**ASSIGNED TASK A**
Copy word for word the part of the article on laundry outsourcing from "The pros and" up to and including "seen a comeback.".
**ASSIGNED TASK B**
Translate this sentence from the article on laundry outsourcing into Spanish: "Hotels are built for hospitality; they aren’t in the laundry business."
**ASSIGNED TASK C**
In the article on laundry outsourcing, condense the paragraph beginning "“You lose control of your linens" into a short bulleted list that keeps its main facts.

### TEXT UNDER STUDY ###

The pros and cons of laundry outsourcing

There are positives and negatives behind the decision to outsource laundry operations, and it makes more sense in some situations than others. Here are three pros and three cons your hotel may want to consider.

Pro: A return to core competency

Hotels are built for hospitality; they aren’t in the laundry business. According to Joel Hommes, director, business development for Wash Cycle Laundry, 20 years ago the industry trended toward on-property laundry operations, but now with the hyper-competitive nature of hospitality driving operators to seek any and all avenues for cutting costs and their growing flexibility with subcontractors, outsourcing has seen a comeback.

It was this attitude, in fact, that led to the creation of Wash Cycle Laundry. The company signed a deal to work with a hotel in Philadelphia that had an existing laundry facility that was deteriorating due to age. Rather than personally reinvest in on-property machines, new facilities and training, the hotel worked with Wash Cycle. 

“We decided to upgrade the space and run it for them, essentially insourcing while still outsourcing,” Hommes said. “It won us the business of another boutique in the city, and for every property they bring in they get a credit for the invoice. It’s a win-win: The property outsources its laundry to a provider under its feet.”

Con: A reliance on partnerships

“You lose control of your linens, so to speak,” said Jamison Conrey, corporate director of engineering and project management at Hospitality Ventures Management Group. According to Conrey, outsourced laundry operations are only as effective as your partner, and mismanaged linen pars can put both teams in a tough position.

Outsourcing can free up more resources for hospitality's core competencies.

### EXTRACTED DATA ###

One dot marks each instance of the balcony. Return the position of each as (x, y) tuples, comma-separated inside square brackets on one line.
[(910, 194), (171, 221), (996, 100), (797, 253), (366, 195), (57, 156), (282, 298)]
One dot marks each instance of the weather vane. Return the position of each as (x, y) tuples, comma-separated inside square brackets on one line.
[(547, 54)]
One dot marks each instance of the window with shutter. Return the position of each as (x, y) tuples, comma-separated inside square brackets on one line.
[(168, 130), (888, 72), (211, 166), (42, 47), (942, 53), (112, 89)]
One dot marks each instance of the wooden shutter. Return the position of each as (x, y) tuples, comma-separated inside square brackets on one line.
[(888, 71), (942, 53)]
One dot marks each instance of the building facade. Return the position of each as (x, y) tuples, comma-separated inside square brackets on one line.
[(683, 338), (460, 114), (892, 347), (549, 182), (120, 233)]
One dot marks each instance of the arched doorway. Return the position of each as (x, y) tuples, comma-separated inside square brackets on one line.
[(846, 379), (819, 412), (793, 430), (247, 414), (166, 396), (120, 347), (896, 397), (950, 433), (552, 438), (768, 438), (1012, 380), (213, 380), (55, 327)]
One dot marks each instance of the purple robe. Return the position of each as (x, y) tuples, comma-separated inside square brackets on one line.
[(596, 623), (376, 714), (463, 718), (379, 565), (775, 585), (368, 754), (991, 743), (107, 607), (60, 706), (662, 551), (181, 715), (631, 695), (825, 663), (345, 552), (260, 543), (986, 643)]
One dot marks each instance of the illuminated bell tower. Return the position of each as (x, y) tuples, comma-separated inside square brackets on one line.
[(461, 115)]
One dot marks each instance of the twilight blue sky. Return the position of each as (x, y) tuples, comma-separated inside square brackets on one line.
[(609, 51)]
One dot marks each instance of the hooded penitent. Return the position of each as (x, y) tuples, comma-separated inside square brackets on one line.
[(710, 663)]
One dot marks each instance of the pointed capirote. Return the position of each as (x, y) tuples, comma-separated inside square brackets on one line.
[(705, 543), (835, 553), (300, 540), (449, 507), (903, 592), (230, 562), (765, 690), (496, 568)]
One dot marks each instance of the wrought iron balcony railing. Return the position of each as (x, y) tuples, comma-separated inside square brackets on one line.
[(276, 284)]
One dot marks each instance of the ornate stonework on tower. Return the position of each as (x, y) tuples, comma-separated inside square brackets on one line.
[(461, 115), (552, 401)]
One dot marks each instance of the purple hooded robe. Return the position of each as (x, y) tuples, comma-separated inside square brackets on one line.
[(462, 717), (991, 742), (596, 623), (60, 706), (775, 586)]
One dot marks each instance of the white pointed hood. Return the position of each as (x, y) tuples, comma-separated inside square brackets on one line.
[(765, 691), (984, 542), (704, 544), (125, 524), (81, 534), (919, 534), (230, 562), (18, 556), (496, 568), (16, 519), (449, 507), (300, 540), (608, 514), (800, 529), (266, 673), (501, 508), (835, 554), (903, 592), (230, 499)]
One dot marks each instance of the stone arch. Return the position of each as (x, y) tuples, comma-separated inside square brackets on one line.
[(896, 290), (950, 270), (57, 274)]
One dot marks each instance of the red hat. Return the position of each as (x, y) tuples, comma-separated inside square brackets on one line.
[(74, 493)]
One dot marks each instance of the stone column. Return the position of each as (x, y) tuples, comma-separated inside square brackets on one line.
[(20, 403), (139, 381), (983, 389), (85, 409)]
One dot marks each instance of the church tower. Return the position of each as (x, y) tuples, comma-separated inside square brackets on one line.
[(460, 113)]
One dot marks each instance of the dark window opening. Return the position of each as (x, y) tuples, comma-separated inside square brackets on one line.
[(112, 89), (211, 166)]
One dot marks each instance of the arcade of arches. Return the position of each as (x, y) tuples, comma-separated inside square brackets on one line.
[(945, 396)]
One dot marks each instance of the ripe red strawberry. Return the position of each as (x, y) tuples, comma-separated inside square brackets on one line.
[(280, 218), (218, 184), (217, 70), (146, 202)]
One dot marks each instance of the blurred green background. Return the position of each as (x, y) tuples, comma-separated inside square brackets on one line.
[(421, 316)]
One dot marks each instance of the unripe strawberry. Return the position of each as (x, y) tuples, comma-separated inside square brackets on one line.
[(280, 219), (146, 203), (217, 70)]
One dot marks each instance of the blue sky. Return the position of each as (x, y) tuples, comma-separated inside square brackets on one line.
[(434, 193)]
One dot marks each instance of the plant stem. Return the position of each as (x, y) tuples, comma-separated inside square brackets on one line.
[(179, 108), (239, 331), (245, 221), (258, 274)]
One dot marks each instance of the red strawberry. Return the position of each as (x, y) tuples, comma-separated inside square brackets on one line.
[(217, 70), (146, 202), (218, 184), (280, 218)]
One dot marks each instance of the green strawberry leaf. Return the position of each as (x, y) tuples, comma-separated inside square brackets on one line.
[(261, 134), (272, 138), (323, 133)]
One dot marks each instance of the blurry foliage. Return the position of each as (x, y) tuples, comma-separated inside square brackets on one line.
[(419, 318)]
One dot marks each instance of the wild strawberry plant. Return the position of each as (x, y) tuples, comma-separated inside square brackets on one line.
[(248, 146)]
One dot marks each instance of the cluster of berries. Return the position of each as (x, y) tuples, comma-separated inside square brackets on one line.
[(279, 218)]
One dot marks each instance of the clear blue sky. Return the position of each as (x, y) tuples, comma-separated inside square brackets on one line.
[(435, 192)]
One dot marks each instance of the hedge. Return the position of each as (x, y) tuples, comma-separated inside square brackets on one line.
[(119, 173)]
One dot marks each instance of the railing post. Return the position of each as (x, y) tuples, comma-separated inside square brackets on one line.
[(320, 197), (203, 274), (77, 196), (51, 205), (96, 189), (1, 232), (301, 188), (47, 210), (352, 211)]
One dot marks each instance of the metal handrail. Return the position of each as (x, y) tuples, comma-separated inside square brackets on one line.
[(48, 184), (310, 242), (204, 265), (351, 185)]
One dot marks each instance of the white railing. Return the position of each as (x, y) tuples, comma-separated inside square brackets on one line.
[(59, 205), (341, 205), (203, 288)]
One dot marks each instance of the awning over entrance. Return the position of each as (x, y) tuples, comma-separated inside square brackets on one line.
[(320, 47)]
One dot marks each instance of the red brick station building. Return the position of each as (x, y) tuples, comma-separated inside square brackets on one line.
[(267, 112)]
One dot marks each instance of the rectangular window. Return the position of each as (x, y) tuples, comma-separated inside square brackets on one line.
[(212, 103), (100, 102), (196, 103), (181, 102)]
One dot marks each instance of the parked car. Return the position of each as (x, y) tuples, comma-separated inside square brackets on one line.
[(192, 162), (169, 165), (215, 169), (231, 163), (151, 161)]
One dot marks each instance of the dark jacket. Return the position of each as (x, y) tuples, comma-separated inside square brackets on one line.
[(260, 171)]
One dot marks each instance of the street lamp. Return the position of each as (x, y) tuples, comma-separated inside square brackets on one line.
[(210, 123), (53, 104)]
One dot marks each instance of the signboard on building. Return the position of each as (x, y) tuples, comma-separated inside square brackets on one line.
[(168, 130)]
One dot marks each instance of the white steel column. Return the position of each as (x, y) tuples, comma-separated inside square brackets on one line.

###

**RESPONSE BOX A**
The pros and cons of laundry outsourcing

There are positives and negatives behind the decision to outsource laundry operations, and it makes more sense in some situations than others. Here are three pros and three cons your hotel may want to consider.

Pro: A return to core competency

Hotels are built for hospitality; they aren’t in the laundry business. According to Joel Hommes, director, business development for Wash Cycle Laundry, 20 years ago the industry trended toward on-property laundry operations, but now with the hyper-competitive nature of hospitality driving operators to seek any and all avenues for cutting costs and their growing flexibility with subcontractors, outsourcing has seen a comeback.

**RESPONSE BOX B**
Los hoteles están hechos para la hospitalidad; no se dedican al negocio de la lavandería.

**RESPONSE BOX C**
- Jamison Conrey, corporate director of engineering and project management at Hospitality Ventures Management Group, says outsourcing means losing control of your linens.
- Outsourced laundry operations are only as effective as the partner.
- Mismanaged linen pars can put both teams in a tough position.